### Source records
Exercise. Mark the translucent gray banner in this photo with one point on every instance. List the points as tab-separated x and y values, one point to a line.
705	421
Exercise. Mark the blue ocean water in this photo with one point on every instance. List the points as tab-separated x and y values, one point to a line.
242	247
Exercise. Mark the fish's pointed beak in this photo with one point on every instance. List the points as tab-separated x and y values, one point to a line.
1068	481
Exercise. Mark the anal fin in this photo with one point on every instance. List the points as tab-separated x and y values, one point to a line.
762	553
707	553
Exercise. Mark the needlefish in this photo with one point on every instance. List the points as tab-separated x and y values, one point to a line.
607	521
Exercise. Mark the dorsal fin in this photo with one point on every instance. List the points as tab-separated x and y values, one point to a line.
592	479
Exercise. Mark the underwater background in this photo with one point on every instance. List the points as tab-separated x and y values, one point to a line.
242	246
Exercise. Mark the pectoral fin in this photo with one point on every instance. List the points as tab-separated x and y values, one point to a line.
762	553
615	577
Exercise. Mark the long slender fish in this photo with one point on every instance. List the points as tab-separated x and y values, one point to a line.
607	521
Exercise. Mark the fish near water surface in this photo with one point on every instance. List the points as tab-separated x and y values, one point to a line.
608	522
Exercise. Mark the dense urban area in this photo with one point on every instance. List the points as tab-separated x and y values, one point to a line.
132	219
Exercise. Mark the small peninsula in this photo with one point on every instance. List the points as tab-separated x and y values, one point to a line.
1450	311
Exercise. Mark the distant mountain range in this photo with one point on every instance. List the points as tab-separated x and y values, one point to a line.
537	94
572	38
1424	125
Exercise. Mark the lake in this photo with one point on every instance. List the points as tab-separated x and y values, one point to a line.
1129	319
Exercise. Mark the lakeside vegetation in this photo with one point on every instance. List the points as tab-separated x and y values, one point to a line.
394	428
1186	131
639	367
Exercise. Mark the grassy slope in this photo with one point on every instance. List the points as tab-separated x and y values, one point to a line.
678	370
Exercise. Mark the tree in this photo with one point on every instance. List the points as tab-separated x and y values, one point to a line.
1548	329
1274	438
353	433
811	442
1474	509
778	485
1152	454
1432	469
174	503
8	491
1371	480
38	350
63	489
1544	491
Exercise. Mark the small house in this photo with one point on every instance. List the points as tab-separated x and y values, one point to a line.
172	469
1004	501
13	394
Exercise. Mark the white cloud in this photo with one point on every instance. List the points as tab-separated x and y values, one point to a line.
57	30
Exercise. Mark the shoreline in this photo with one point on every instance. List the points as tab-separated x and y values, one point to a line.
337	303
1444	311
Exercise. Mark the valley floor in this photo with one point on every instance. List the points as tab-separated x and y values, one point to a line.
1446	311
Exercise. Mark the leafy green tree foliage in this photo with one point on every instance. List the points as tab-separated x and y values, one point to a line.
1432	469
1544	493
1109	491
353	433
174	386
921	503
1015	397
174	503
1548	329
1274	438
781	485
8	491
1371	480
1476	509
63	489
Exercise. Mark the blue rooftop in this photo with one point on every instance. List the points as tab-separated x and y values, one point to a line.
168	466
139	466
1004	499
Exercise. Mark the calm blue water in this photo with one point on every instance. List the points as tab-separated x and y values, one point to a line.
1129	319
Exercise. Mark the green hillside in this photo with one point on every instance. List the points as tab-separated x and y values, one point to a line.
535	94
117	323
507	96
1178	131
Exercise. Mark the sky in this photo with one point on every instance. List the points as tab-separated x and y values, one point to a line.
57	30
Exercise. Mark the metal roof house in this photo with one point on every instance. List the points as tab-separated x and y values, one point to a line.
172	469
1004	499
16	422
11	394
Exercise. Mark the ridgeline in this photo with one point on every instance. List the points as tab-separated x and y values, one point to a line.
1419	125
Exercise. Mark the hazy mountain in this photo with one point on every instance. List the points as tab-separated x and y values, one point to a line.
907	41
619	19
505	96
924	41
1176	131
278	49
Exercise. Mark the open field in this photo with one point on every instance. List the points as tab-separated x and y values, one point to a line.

### Given request
Faithfully transcribe the whole of the data.

### Answer to this task
Exercise. Mark the translucent gray banner in this photo with one point on every instance. List the points as tab-separated x and y values, one point to a line.
705	421
Exercise. Mark the blue ocean water in this photo with one point on every instance. List the points as tab-separated x and y values, one point to a line.
242	247
Exercise. Mark the fish's pointed beak in this photo with one point on every instance. List the points as tab-separated x and y values, one point to a line.
1068	481
Exercise. Mark the anal fin in this photo with one point on every instance. List the points as tab-separated x and y values, one point to a line.
762	553
707	553
Exercise. Mark the needlefish in this photo with one point on every instance. List the points as tab-separated x and y values, one point to a line.
607	521
Exercise. Mark the dorsal fin in this photo with one point on every instance. List the points as tab-separated x and y values, one point to a line.
592	479
Exercise. Mark the underwater background in this photo with one point on every instance. List the points as tab-separated x and y values, one point to a line.
242	246
Exercise. Mark the pectoral fin in this photo with one point on every instance. List the points as tab-separated x and y values, one point to a line.
762	553
615	577
Exercise. Mark the long slender fish in this photo with one point on every instance. List the points as tab-separated x and y values, one point to a line.
607	521
Exercise. Mark the fish near water surface in this photo with one point on every instance. List the points as tab-separated x and y values, one point to a line.
608	522
Exercise. Mark the dense urban area in this photo with one point on every instance. List the points as tab-separated x and y values, one point to a line.
132	219
Exercise. Mark the small peninsula in this photo with one point on every instance. List the points as tab-separated x and y values, one point to a line.
1450	311
Exercise. Mark the distant mountain range in this photo with one point on every instance. List the points as tab-separated x and y values, one point to a line.
537	94
572	38
1424	125
Exercise. Mark the lake in this photo with one point on every instance. List the points as tab-separated x and y values, one point to a line.
1129	319
Exercise. Mark the lakeside vegetation in this photo with one point on every instance. List the points as tab-separated x and y values, one point to a line.
394	428
1186	131
639	367
Exercise. Mark the grassy slope in this photo with one point on every instance. List the points as tab-separated x and y values, one point to a line.
678	370
Exercise. Mark the tree in this photo with one point on every instance. List the points as tab-separated x and y values, one point to a line.
1548	329
1274	438
353	433
811	442
1474	509
778	485
1152	454
1432	469
174	503
8	491
1371	480
38	350
63	489
1544	491
Exercise. Mark the small house in this photo with one point on every instance. List the points as tab-separated x and y values, one point to a line.
172	469
1004	501
13	394
Exercise. Mark the white cloud in this photo with one point on every instance. List the points as tab-separated x and y values, one point to a line.
57	30
Exercise. Mark the shoreline in this photo with one point on every instance. List the points as tab-separated x and y values, one point to a line.
337	303
1444	311
Exercise. Mark the valley floor in this photo with one point on every instance. List the points as tab-separated x and y values, one point to a line.
1446	311
Exercise. Mark the leafy green tree foliage in this photo with one point on every instance. List the points as tab-separated x and y values, one point to a line.
1432	469
1544	493
1109	491
353	433
174	386
921	503
1015	397
174	503
1548	329
1274	438
781	485
8	491
1371	480
1476	509
63	489
Exercise. Mark the blue rooftop in this photo with one point on every instance. List the points as tab-separated x and y values, one point to a line.
168	466
139	466
1004	499
Exercise. Mark the calm blue water in this photo with one point on every instance. List the points as tab-separated x and y values, one point to a line.
1129	319
Exercise. Mark the green hillside in this photo with one point on every instance. List the points as tab-separated x and y values, one point to a line.
535	94
117	323
507	96
1178	131
Exercise. Mark the sky in this photo with one point on every instance. List the points as tab-separated x and y values, one point to a line.
57	30
Exercise. Mark the metal roof house in this photo with one point on every instance. List the points as tab-separated x and y values, one point to a line.
172	469
1004	499
16	422
11	394
Exercise. Mark the ridgeline in this photo with one point on every instance. List the points as tab-separated x and y values, one point to a line.
1419	125
Exercise. Mark the hazy mountain in this photo with one point on every instance. List the points as tab-separated x and y values, one point to a line.
907	41
619	19
505	96
924	41
1176	131
278	49
Exercise. Mark the open field in this photo with one point on every instance. List the points as tab-separated x and y values, one point to a line.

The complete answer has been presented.